Lines in the data below that contain the word "stem" are to be copied.

[Study material]

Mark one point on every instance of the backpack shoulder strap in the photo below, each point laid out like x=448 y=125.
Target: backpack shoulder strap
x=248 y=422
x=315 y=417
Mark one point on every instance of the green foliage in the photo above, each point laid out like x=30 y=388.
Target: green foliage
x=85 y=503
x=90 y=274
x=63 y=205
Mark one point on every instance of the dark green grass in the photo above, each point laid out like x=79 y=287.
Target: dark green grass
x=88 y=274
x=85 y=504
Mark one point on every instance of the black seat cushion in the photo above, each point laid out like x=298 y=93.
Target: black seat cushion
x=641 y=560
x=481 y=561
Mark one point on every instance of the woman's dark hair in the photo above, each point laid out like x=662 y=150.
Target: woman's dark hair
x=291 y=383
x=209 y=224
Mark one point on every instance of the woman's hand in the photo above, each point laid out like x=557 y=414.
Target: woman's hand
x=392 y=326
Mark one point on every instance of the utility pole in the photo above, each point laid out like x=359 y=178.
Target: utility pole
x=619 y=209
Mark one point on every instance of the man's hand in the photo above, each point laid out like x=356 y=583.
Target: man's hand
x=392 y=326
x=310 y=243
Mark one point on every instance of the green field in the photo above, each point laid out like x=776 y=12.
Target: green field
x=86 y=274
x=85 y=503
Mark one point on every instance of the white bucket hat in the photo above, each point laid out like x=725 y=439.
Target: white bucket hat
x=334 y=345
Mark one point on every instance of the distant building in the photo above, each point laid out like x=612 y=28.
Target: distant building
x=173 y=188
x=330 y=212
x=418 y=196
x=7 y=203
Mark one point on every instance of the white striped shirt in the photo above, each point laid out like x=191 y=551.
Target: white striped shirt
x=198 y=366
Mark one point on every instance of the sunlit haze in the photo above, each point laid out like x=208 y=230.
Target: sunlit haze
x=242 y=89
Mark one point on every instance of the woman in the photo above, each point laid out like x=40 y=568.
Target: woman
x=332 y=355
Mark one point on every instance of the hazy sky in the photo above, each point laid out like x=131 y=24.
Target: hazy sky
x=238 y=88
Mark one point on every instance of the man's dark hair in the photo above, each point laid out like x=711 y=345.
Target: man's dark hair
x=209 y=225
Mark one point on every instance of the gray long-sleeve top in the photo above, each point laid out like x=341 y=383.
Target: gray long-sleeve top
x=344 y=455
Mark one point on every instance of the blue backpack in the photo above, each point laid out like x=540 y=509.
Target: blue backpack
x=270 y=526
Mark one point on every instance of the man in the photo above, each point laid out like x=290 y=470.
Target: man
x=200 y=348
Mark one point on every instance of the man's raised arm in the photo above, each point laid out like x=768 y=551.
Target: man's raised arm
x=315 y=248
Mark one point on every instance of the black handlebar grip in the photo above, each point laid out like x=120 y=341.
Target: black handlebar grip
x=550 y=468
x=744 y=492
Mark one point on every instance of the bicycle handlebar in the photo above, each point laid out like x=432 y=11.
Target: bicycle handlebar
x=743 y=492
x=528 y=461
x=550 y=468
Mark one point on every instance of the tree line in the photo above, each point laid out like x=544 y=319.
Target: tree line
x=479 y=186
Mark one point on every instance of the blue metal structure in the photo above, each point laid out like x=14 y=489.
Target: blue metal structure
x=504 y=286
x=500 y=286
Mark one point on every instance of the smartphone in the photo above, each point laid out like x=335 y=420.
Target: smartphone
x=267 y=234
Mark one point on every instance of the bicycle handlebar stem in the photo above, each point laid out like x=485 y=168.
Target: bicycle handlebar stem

[/Study material]

Answer to this task:
Mark one point on every instance of the bicycle handlebar stem in the photo above, each point laid out like x=485 y=168.
Target: bicycle handlebar stem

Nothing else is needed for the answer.